• **The exercise**: Copy out the listing exactly.

(Stored data)
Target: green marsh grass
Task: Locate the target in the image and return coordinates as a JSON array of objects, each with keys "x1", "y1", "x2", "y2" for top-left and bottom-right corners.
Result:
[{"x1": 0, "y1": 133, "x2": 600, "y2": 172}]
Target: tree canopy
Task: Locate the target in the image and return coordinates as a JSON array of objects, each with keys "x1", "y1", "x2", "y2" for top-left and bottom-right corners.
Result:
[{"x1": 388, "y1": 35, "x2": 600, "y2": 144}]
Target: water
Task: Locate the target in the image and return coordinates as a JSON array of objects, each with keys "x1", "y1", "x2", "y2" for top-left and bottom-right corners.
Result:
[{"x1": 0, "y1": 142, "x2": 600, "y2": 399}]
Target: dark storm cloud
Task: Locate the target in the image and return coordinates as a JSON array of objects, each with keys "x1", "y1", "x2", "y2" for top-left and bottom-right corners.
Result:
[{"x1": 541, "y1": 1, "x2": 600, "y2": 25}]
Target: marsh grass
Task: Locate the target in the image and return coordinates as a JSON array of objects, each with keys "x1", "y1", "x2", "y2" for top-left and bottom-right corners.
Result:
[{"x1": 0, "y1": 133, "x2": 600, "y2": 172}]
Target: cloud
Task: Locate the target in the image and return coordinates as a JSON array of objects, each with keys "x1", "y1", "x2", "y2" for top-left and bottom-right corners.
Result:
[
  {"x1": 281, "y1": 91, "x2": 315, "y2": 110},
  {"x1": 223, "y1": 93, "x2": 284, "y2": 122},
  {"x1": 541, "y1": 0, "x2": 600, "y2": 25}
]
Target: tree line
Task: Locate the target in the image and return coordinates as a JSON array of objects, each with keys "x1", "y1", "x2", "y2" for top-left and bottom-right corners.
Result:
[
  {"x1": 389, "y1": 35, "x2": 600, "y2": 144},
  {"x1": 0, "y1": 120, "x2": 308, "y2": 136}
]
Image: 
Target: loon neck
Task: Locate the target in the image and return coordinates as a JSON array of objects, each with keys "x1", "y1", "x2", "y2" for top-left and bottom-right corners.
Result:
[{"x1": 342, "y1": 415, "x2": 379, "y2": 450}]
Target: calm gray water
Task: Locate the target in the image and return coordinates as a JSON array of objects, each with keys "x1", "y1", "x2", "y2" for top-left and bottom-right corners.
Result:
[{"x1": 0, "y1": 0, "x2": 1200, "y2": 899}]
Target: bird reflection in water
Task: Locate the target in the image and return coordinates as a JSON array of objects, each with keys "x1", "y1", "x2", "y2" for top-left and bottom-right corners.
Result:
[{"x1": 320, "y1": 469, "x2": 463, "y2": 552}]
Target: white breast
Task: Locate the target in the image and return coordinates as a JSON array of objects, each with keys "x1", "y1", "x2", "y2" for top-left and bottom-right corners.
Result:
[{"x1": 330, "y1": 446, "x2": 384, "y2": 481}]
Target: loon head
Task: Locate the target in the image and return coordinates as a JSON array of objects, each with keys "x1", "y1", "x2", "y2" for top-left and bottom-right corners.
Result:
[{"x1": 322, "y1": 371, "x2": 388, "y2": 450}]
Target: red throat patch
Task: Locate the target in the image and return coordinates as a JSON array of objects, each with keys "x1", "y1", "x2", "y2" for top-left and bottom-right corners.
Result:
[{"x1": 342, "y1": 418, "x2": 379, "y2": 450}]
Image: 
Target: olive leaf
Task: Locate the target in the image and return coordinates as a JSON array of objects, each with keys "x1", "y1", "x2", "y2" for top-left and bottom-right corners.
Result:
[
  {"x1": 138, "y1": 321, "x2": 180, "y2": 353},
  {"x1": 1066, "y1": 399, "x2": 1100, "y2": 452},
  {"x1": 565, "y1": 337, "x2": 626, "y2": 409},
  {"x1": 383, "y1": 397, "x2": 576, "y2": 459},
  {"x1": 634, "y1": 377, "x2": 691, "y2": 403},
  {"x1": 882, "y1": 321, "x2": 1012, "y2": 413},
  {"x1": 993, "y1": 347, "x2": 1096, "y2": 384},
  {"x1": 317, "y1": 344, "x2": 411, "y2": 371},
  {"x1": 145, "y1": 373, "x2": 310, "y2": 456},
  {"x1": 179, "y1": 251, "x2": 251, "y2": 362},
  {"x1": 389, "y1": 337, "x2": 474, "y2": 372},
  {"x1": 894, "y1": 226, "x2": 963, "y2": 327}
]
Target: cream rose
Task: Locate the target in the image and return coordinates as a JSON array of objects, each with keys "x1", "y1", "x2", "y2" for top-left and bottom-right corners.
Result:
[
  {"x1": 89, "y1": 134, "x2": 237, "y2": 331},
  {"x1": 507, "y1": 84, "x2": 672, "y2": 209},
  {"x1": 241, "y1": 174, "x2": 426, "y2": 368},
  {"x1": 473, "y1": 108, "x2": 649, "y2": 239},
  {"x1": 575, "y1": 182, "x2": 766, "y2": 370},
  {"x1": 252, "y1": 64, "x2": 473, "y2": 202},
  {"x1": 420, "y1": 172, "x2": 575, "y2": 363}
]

• **Problem solution**:
Target: green marsh grass
Task: Locate the target in the image and return coordinates as a JSON array of objects, each with keys "x1", "y1", "x2", "y2" for top-left and bottom-right corners.
Result:
[{"x1": 0, "y1": 133, "x2": 600, "y2": 172}]
Target: tree canopy
Task: Locate the target in the image and return coordinates as a JSON array of objects, each with keys "x1", "y1", "x2", "y2" for top-left and bottom-right corners.
Result:
[{"x1": 388, "y1": 35, "x2": 600, "y2": 144}]
Target: water
Task: Locate the target in the image and return coordinates as a JSON array of objects, each with keys "x1", "y1", "x2", "y2" for top-left and bottom-right corners.
Result:
[{"x1": 0, "y1": 142, "x2": 600, "y2": 399}]
Target: dark storm cloud
Task: Locate the target in the image and return coordinates as a JSON array of objects, each with keys "x1", "y1", "x2", "y2" for top-left and bottom-right corners.
Result:
[{"x1": 541, "y1": 1, "x2": 600, "y2": 25}]
Target: marsh grass
Task: Locate the target in the image and return coordinates as a JSON array of objects, each with keys "x1", "y1", "x2", "y2" for top-left and bottom-right corners.
Result:
[{"x1": 0, "y1": 133, "x2": 600, "y2": 172}]
Target: cloud
Task: Locate the target in the image and return coordinates as a JSON array of objects, each with keys "x1", "y1", "x2", "y2" for top-left and bottom-right corners.
Result:
[
  {"x1": 281, "y1": 91, "x2": 315, "y2": 110},
  {"x1": 223, "y1": 93, "x2": 284, "y2": 122},
  {"x1": 541, "y1": 0, "x2": 600, "y2": 25}
]
Target: tree line
Task: Locate the target in the image and return coordinates as a JSON array of objects, each with keys "x1", "y1", "x2", "y2" for top-left and bottom-right corners.
Result:
[
  {"x1": 389, "y1": 35, "x2": 600, "y2": 144},
  {"x1": 0, "y1": 120, "x2": 308, "y2": 136}
]
Image: 
Target: loon neck
Task: Locate the target in the image and return coordinates as a JSON array of objects, each with keys "x1", "y1", "x2", "y2" for top-left and bottom-right corners.
Result:
[{"x1": 342, "y1": 415, "x2": 379, "y2": 450}]
Target: calm gray water
Task: Locate the target in the image and return coordinates as a JSON array of objects, each with keys "x1", "y1", "x2", "y2" for top-left and bottom-right corners.
Result:
[{"x1": 0, "y1": 0, "x2": 1200, "y2": 899}]
Target: bird reflection in water
Task: Locate the target in the image and return coordinates as a JSON array of objects, each with keys "x1", "y1", "x2", "y2" for top-left and bottom-right corners.
Result:
[{"x1": 320, "y1": 469, "x2": 463, "y2": 552}]
Target: white breast
Task: Locate the target in the image and return coordinates as a JSON array of objects, each with keys "x1", "y1", "x2", "y2" for top-left and bottom-right corners.
Result:
[{"x1": 330, "y1": 446, "x2": 384, "y2": 481}]
Target: loon head
Task: Locate the target in the image and return coordinates as a JSON array of objects, each with keys "x1", "y1", "x2", "y2" for top-left and bottom-right corners.
Result:
[{"x1": 322, "y1": 371, "x2": 388, "y2": 450}]
Target: red throat patch
Task: Locate the target in the image and return coordinates as a JSON array of objects, each with keys "x1", "y1", "x2", "y2" for top-left and bottom-right corners.
Result:
[{"x1": 342, "y1": 418, "x2": 379, "y2": 450}]
Image: 
Target: olive leaf
Task: Locate the target in the image and return coordinates as a JSON array of objects, each with keys "x1", "y1", "x2", "y2" for top-left and bottom-right corners.
Result:
[
  {"x1": 138, "y1": 321, "x2": 180, "y2": 353},
  {"x1": 1066, "y1": 399, "x2": 1100, "y2": 452},
  {"x1": 565, "y1": 337, "x2": 626, "y2": 409},
  {"x1": 383, "y1": 397, "x2": 576, "y2": 459},
  {"x1": 634, "y1": 377, "x2": 691, "y2": 403},
  {"x1": 882, "y1": 321, "x2": 1012, "y2": 413},
  {"x1": 993, "y1": 347, "x2": 1096, "y2": 384},
  {"x1": 317, "y1": 344, "x2": 411, "y2": 371},
  {"x1": 145, "y1": 373, "x2": 310, "y2": 456},
  {"x1": 179, "y1": 251, "x2": 251, "y2": 362},
  {"x1": 389, "y1": 337, "x2": 474, "y2": 372},
  {"x1": 894, "y1": 226, "x2": 963, "y2": 327}
]
Target: cream rose
Task: Locate the target in the image and return coordinates as a JSON array of objects, each with keys "x1", "y1", "x2", "y2" for top-left and bottom-right corners.
Result:
[
  {"x1": 89, "y1": 134, "x2": 237, "y2": 331},
  {"x1": 507, "y1": 84, "x2": 672, "y2": 209},
  {"x1": 241, "y1": 174, "x2": 426, "y2": 368},
  {"x1": 473, "y1": 108, "x2": 649, "y2": 239},
  {"x1": 575, "y1": 182, "x2": 766, "y2": 370},
  {"x1": 252, "y1": 64, "x2": 473, "y2": 202},
  {"x1": 420, "y1": 172, "x2": 575, "y2": 363}
]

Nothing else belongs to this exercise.